BEGIN EXCERPTED PASSAGE

# 2011 WPBTCA Nationals



## Elvisfink (Oct 13, 2008)

Here are a few photos to go with Lisa report on from the WPBTCA Nationals

Leri Hanson and Cassie took 1st place over all in Open
Siren and I were a close second. I made some handling errors in protection and it cost me a lot of points. Leri had a well deserved win, it was close all weekend with a few dogs and she pulled it out in the end, Congrats!!

Lots of great competition and I took 7 dogs to compete and we had a blast and cleaned house!

Open Agility results
Tempest took 1st
Siren took 2nd
Vixen took 3rd

Obed results
in Open Siren took 3rd place
In Novice Trinity took 1st

Weight Pull
Monsoon took 1st place
Barca took 2nd place
Siren took 3rd place

Barca and Siren had never pulled before but both did fantastic!! There was lots of good competition but in the end my little dogs pulled it out!!

Conformation
Earl took 1st
Barca took 2nd
Monsoon took 3rd

Yes my little blue dog took 3rd place over about 10 plus dogs!! It was based on a score card system.

Protection Siren took 3rd place










Siren




































Barrca


















Varro


















Leri & Casey - Lisa & Siren









Casey


----------



## pitbullmamanatl (Jun 1, 2010)

Oh man Doug those are some bangin shots! Lisa you look great! I love your hair that length! This is the greatest pic EVA!


----------



## Elvisfink (Oct 13, 2008)

Here's some video of Siren. Listen to the crowd when Siren hits StevO's sleeve.


----------



## performanceknls (Apr 4, 2009)

Thanks for the great pictures!! and my little girl did great in the bite work when I was not in her way! Thanks again


----------



## Black Rabbit (Nov 14, 2009)

Great pics!!!!!! It was so nice to hang out with you guys for the day


----------



## HeavyJeep (May 7, 2011)

Wow.. superb  very nice shots too!! Some fine animals there


----------



## Black Rabbit (Nov 14, 2009)

^ They were totally awesome to watch


----------



## angelbaby (Feb 4, 2010)

WOW , great pics, love that 2nd pic of siren flyin, and the but biting shots lol . Looked ike a lot of fun.


----------



## HeavyJeep (May 7, 2011)

I bet! lucky girl  and those shoes>.... now Im gonna have to find em for my wife.. thanks


----------



## Celestial88 (Mar 14, 2011)

Awesome pictures! (The butt bites make me chuckle, good thing he has as suit on)


----------



## KMdogs (Apr 22, 2011)

Great pictures/video, as always Lisa's dogs seem to be excelling and doing great.


----------



## Black Rabbit (Nov 14, 2009)

KMdogs said:


> Great pictures/video, as always Lisa's dogs seem to be excelling and doing great.


They really are amazing dogs. So awesome to be able to meet them all in person and Lisa too, she's such a rockstar :hug:


----------



## dixieland (Aug 14, 2009)

Awesome pics!The video was great as well.Thanks for sharing these so the rest of us could see em


----------



## zohawn (Jun 8, 2011)

awesome vid, loved how the helper did the full swing,really shows the strength of the dog


----------



## Sadie (Jun 18, 2008)

Doug these pictures are FANTASTIC! Lisa your dog's look amazing I love these shots ... Siren looks so beautiful you can't even tell she just had a litter of pups. Doug Earl is a beautiful animal and he also looks amazing. You guys look like you had so much fun I am so sad I live so far from you all!!! Thank You for sharing and Congrats to Leri, Lisa, Doug and all the other winner's at this event.


----------



## YAHHOO (Nov 27, 2010)

Awesome pictures!


----------

END EXCERPTED PASSAGE

### LIST OF TASKS
a: In the 2011 WPBTCA Nationals thread, why did Siren and the handler end up in second place overall in Open rather than first?
b: In the 2011 WPBTCA Nationals thread, transcribe everything from "## pitbullmamanatl (Jun" down to "hits StevO's sleeve.".

BEGIN SUPPLIED MATERIAL

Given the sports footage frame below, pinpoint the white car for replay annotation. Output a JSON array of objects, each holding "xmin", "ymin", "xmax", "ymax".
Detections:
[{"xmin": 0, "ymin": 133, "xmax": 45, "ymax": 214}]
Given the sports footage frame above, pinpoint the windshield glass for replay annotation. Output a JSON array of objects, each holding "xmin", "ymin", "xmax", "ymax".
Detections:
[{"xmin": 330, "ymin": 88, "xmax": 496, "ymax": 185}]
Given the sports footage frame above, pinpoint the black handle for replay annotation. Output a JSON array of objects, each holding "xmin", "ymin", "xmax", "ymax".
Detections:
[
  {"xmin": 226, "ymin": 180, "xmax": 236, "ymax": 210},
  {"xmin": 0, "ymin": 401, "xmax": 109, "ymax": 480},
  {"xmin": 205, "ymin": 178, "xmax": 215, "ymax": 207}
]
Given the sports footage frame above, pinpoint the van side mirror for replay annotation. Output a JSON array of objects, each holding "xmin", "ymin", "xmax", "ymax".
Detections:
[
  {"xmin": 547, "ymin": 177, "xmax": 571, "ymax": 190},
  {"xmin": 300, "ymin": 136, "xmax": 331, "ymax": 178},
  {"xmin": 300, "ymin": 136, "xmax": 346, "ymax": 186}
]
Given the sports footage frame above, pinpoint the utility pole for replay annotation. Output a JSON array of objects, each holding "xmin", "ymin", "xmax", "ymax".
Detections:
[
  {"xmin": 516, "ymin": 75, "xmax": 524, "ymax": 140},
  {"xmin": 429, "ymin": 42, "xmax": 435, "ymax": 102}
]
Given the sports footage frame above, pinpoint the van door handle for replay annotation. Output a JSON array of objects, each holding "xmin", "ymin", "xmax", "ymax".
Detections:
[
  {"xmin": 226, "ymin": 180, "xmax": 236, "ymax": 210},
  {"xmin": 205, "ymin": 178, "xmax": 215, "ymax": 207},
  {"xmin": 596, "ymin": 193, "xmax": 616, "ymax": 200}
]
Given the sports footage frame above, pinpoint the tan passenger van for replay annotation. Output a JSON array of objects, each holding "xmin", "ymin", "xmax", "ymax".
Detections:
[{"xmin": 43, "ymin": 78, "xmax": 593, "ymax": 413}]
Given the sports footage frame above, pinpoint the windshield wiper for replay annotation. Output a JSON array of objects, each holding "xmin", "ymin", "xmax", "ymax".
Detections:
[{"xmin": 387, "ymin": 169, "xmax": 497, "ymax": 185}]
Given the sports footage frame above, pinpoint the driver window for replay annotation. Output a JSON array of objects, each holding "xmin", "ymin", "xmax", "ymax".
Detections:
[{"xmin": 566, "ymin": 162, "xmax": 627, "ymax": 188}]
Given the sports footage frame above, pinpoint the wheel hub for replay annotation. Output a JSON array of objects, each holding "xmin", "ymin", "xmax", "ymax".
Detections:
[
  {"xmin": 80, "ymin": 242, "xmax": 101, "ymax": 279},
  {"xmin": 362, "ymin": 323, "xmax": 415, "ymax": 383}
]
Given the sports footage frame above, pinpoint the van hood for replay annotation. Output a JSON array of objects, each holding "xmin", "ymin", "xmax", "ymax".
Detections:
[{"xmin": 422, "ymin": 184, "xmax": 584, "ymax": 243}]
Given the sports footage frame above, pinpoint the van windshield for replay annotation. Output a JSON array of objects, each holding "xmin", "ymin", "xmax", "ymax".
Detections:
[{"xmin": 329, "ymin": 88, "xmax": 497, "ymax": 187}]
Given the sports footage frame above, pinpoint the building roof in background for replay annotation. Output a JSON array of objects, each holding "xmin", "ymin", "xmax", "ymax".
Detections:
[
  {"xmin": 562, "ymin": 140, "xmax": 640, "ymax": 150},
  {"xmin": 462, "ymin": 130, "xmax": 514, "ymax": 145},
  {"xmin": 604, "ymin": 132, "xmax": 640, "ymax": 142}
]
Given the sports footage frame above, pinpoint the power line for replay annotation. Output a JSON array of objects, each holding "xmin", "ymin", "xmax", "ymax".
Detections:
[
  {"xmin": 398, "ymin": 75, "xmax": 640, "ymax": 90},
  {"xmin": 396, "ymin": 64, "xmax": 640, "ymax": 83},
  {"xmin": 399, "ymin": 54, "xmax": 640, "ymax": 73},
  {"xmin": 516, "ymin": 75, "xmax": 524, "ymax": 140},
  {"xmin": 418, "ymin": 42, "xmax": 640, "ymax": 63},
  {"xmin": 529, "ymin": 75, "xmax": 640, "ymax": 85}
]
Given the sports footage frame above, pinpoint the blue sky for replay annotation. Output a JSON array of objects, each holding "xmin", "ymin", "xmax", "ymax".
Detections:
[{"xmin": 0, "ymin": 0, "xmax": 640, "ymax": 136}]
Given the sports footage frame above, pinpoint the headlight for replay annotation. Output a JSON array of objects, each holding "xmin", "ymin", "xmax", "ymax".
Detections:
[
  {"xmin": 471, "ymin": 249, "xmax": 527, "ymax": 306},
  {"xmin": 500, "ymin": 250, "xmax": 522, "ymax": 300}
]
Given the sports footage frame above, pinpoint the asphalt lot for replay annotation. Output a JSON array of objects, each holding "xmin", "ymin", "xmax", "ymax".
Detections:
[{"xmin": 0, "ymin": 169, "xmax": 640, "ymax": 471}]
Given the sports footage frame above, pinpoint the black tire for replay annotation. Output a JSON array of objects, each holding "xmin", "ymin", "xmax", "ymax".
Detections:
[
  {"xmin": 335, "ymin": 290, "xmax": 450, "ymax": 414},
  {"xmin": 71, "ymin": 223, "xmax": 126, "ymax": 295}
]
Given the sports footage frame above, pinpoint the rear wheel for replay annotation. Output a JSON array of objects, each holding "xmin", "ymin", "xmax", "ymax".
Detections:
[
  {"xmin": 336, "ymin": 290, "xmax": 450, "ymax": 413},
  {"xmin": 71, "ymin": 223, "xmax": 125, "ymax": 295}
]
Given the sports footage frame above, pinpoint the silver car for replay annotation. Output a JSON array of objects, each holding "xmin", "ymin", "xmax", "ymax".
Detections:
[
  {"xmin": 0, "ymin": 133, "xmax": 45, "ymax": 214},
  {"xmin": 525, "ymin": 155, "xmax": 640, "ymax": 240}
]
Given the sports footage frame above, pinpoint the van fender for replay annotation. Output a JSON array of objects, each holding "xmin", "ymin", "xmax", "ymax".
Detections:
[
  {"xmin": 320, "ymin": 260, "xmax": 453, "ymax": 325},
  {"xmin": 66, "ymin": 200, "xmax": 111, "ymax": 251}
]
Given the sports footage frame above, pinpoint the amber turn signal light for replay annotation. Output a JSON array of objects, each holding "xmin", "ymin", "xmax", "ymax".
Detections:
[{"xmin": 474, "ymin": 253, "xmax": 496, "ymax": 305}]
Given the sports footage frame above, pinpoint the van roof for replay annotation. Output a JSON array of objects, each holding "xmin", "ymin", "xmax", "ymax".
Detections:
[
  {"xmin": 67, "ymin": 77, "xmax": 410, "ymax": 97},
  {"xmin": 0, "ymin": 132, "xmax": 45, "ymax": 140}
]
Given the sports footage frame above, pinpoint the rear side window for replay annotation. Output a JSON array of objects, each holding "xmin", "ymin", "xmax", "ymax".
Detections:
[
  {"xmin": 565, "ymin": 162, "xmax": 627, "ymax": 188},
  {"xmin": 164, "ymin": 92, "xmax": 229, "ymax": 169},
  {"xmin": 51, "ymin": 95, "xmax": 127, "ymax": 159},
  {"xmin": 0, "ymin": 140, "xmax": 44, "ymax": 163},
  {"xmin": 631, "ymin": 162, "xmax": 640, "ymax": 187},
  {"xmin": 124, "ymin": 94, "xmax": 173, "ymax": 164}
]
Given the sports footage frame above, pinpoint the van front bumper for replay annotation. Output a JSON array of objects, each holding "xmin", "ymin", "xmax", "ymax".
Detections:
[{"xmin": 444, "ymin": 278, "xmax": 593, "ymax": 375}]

END SUPPLIED MATERIAL

### EXERCISE SOLUTIONS
a: The handler made some handling errors in protection, and those errors cost a lot of points. The result was close, and Leri Hanson and Cassie took first place overall.

b:
## pitbullmamanatl (Jun 1, 2010)

Oh man Doug those are some bangin shots! Lisa you look great! I love your hair that length! This is the greatest pic EVA!


----------



## Elvisfink (Oct 13, 2008)

Here's some video of Siren. Listen to the crowd when Siren hits StevO's sleeve.